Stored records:
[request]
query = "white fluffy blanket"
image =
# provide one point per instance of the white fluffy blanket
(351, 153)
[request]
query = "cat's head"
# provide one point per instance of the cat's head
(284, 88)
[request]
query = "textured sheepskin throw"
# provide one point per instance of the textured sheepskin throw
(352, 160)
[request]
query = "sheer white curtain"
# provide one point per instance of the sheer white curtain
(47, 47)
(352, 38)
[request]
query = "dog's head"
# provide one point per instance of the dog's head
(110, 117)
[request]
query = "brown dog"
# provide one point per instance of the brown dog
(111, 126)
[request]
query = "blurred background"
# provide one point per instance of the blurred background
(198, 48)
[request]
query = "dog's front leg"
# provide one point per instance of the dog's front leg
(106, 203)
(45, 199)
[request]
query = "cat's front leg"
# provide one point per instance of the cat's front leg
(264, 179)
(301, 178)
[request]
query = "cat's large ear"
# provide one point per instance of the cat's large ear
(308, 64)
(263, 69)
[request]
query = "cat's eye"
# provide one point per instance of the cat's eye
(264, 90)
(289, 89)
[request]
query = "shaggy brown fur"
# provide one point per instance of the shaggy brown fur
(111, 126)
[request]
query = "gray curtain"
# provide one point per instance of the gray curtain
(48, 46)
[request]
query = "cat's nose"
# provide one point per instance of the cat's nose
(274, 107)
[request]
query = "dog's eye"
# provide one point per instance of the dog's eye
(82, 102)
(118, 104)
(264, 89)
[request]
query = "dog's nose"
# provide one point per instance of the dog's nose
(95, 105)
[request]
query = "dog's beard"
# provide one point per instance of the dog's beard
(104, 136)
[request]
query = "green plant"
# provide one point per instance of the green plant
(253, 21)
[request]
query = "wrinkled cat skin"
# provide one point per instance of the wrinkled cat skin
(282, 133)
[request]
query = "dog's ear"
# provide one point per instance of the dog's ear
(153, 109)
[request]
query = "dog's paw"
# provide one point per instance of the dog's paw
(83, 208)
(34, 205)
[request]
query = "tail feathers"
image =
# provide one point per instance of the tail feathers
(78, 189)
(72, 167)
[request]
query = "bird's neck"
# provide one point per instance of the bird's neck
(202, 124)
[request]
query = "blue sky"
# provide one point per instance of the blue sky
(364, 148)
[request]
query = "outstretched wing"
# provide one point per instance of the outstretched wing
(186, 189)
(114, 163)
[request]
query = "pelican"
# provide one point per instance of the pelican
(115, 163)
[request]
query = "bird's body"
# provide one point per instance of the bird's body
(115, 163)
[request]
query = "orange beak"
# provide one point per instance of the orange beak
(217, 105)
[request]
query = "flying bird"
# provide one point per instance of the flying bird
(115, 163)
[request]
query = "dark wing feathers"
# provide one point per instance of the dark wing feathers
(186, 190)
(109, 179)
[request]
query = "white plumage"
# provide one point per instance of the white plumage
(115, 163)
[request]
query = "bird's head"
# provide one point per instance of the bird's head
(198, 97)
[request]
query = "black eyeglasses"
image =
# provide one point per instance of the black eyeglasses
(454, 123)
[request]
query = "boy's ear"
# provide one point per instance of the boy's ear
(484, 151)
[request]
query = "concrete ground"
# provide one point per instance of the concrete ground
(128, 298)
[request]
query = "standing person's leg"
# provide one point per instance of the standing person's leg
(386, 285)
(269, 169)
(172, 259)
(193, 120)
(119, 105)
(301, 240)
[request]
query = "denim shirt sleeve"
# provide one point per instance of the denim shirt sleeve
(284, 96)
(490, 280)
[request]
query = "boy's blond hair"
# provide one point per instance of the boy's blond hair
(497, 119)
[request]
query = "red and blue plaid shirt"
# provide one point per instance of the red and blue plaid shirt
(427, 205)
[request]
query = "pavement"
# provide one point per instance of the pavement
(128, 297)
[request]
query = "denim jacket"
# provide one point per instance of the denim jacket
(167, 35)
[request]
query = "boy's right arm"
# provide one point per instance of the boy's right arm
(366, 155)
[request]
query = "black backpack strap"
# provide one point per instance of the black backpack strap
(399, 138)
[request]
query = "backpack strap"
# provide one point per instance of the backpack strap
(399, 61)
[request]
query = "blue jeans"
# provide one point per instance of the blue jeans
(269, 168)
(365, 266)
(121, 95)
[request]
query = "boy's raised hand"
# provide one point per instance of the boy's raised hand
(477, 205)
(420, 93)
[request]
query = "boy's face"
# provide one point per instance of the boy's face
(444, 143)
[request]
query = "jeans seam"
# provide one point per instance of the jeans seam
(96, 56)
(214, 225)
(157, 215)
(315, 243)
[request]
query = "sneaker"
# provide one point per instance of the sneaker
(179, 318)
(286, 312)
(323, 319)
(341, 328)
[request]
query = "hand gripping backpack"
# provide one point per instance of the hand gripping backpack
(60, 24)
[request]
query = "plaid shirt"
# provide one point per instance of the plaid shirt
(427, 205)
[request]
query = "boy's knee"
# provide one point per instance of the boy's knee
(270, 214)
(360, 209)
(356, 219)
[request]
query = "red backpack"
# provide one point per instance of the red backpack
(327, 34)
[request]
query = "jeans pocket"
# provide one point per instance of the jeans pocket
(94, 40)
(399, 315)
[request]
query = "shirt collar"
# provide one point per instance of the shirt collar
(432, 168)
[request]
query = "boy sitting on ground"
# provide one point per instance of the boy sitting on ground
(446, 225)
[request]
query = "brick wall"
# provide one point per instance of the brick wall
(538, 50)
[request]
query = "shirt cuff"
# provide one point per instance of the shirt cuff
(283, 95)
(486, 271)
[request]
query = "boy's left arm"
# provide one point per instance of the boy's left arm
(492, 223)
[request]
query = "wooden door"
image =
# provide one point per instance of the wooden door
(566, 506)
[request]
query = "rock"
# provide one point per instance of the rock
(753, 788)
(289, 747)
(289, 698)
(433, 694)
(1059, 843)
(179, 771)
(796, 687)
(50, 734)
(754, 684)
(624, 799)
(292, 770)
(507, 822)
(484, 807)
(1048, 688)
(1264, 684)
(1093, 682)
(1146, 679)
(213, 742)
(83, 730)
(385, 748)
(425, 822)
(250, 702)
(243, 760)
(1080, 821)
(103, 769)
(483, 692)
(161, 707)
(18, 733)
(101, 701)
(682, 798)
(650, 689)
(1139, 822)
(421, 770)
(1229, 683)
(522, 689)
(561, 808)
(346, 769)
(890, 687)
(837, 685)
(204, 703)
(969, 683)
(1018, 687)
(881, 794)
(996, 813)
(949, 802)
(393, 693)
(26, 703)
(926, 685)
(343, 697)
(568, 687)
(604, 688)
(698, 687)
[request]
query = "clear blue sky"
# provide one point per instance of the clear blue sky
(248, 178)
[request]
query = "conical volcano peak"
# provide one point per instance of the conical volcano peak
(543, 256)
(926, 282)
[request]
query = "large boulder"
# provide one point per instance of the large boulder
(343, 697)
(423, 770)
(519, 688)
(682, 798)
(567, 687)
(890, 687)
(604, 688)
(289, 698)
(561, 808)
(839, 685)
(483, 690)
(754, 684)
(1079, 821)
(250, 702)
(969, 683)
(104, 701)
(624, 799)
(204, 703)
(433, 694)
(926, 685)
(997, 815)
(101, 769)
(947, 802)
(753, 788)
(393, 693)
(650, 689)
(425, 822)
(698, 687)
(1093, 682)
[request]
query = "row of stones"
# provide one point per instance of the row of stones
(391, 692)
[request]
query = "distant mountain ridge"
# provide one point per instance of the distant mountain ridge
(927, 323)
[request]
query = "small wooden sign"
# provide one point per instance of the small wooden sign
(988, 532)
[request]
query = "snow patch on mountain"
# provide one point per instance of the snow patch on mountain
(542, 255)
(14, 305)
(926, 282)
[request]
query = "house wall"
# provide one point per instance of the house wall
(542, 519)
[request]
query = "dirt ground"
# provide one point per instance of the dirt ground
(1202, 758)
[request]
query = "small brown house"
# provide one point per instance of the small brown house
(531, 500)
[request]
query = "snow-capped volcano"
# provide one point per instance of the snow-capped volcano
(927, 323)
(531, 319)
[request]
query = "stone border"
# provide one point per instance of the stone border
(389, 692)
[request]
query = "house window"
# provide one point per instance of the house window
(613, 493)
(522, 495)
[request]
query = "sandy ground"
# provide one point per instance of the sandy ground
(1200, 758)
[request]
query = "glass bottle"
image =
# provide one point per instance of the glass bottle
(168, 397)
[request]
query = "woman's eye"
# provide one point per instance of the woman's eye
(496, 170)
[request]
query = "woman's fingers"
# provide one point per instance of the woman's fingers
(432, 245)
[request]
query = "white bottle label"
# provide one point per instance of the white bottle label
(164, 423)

**Your assignment**:
From the line holding "# provide one point per instance of the white bottle" down to the last line of the records above, restate each line exactly as written.

**Answer to the problem**:
# provide one point per instance of the white bottle label
(164, 423)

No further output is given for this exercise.